# Vorgegebener Textauszug

Conrad (Kuno) Carl Adolph Kamphausen (* 27. November 1900 in Krefeld; † 30. Juni 1934 in Waldenburg (Schlesien)) war ein deutscher Architekt und Baubeamter, Märtyrer der Katholischen Kirche.

Leben[Bearbeiten | Quelltext bearbeiten]

Bergland-Haus in Aachen, 1930–1931 von Kuno Kamphausen

Leben bis zu seiner Ermordung[Bearbeiten | Quelltext bearbeiten]

Nach dem Abitur studierte Kamphausen Architektur an der Technischen Hochschule Darmstadt. Während seiner Studienzeit gehörte er der katholischen Studentenverbindung KDStV Nassovia Darmstadt im CV an. Für seine Promotion wechselte er 1926 an die Technische Hochschule Aachen, wo er der KDStV Bergland (Freiberg) Aachen im CV beitrat, deren Haus er 1931/1932 plante. Von 1926 bis zum Dezember 1932 war er Mitglied der Zentrumspartei; dort trat er nicht hervor.

1932 wurde Kamphausen zum Stadtbaurat der schlesischen Stadt Waldenburg gewählt. Er wurde am 15. Februar 1933 in sein Amt eingeführt und übte es bis zu seinem Tod 1934 aus.

# Datenzeilen

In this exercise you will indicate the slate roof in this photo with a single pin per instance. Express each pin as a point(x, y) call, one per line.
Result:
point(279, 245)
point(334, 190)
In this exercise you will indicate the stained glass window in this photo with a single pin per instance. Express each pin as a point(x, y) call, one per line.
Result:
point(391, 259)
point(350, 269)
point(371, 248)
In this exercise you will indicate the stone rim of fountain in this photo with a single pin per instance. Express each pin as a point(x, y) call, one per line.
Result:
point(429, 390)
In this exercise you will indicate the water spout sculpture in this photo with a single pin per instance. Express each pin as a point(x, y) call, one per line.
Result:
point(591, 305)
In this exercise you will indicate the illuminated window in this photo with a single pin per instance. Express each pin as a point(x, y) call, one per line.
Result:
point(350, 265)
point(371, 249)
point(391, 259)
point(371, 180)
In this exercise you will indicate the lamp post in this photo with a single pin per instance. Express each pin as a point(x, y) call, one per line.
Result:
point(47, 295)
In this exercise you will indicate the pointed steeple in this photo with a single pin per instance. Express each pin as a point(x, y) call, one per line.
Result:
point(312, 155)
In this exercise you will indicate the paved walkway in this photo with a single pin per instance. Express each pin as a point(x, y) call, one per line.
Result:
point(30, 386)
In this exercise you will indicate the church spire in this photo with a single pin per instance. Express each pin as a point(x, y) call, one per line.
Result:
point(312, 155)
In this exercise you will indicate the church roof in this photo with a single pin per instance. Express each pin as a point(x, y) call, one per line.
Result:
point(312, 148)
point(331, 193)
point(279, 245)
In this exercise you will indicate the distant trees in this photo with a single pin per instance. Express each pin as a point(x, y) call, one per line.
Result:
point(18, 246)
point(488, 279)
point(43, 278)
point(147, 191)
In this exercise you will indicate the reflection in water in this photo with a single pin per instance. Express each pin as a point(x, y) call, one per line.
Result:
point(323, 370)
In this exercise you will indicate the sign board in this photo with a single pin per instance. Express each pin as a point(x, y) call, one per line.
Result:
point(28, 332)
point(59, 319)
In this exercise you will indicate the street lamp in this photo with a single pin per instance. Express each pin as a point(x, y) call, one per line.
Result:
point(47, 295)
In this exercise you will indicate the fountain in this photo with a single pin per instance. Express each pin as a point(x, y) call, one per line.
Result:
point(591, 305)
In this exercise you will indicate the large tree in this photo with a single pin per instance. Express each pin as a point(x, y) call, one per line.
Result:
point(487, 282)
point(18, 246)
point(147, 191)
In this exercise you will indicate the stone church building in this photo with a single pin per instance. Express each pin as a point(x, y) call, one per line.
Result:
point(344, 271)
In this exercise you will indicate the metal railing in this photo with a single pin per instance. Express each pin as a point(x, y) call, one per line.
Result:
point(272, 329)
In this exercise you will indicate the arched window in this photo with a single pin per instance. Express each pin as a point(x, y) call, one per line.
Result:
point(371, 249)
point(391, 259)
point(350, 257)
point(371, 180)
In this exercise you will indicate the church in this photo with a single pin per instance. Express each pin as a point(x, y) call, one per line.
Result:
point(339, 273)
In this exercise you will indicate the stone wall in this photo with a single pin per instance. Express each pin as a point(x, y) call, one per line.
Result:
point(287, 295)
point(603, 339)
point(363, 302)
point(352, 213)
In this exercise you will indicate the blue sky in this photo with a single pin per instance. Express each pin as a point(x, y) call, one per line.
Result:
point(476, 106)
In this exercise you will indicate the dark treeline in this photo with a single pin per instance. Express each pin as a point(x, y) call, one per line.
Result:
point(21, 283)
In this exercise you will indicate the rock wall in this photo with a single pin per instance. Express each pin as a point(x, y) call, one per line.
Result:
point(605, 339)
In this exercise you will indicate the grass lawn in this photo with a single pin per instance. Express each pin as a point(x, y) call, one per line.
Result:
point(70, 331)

---

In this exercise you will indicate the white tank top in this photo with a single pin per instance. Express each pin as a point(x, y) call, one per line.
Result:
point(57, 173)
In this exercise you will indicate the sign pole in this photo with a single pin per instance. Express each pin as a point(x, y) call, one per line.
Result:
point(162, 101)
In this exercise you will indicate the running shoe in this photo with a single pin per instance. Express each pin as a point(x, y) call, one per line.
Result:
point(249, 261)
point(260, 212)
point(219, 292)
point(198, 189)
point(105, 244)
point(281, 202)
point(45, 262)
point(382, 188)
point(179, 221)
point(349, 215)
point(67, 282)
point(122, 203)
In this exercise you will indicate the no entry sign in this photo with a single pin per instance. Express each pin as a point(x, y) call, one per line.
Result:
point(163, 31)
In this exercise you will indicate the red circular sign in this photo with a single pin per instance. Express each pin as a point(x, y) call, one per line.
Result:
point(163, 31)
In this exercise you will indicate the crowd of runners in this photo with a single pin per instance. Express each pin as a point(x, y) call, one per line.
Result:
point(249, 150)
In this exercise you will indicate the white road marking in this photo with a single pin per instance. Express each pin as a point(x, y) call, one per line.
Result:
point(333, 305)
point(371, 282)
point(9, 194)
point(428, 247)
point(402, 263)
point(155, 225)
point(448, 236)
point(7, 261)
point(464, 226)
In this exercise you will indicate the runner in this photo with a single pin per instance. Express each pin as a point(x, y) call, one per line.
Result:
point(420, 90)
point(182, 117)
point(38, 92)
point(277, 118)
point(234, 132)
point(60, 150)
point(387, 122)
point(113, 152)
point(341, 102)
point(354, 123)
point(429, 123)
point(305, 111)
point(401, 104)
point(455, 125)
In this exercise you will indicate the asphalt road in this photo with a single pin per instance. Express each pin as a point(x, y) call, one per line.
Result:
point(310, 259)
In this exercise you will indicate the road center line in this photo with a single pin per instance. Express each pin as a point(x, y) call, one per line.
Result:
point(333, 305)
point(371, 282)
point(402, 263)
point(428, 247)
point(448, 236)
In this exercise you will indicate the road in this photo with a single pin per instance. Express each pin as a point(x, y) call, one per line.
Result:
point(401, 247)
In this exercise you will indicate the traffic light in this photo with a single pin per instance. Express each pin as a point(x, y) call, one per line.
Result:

# Aufgabenziele
1 - Beantworten Sie die folgenden Fragen anhand des Textauszugs über Kuno Kamphausen:
(a) An welcher Hochschule studierte Kamphausen Architektur?
(b) In welchem Jahr und an welche Hochschule wechselte er für seine Promotion?
(c) An welchem Datum wurde er in sein Amt als Stadtbaurat von Waldenburg eingeführt?
2 - Schreiben Sie den Textauszug über Kuno Kamphausen im Anschluss an seinen letzten Satz weiter.

# Gelöste Aufgaben
1 -
(a) An der Technischen Hochschule Darmstadt.
(b) 1926 an die Technische Hochschule Aachen.
(c) Am 15. Februar 1933.

2 -
Ermordung durch SS-Männer[Bearbeiten | Quelltext bearbeiten]

Am 30. Juni 1934 begannen vor allem SS-Einheiten eine – als Röhm-Putsch bekannt gewordene – politische Säuberungswelle in der Nationalsozialistischen Bewegung. Diese richtete sich vor allem gegen Männer der SA-Führung um Ernst Röhm und daneben gegen andere „Staatsfeinde“.

Kamphausen hatte einem Bruder des SS-Standartenführers Förster eine Baugenehmigung verweigert. Förster und ein Standartenführer namens Deponte wollten die ihnen günstig erscheinende Gelegenheit nutzen, um auch „persönliche Rechnungen zu begleichen“ beziehungsweise um unliebsame Personen zu ermorden.

Förster und Deponte hatten auch den Oberbürgermeister von Waldenburg, Daniels, den Schlachthofdirektor Grosse und den Finanzamtsdirektor Schmidt auf ihre persönliche Todesliste gesetzt. Diese drei überlebten, weil sie am Abend des 30. Juni 1934 nicht zu Hause waren und daher von den auf sie angesetzten SS-Leuten nicht angetroffen wurden.

Kamphausen wurde von SS-Männern gegen 22.30 Uhr aus seiner Wohnung geholt unter dem Vorwand, er solle dem NSDAP-Kreisleiter vorgeführt werden. Er wurde in einem Wagen abtransportiert und von dem SS-Mann Erich Szustak erschossen. Am nächsten Morgen gegen 8 Uhr wurde seine Leiche von einem Bergmann im Straßengraben an der Straße Neu-Kraussendorf nach Reussendorf nahe Reussendorf aufgefunden. Bei der Obduktion im Knappschaftslazarett in Waldenburg wurden elf Schusslöcher festgestellt.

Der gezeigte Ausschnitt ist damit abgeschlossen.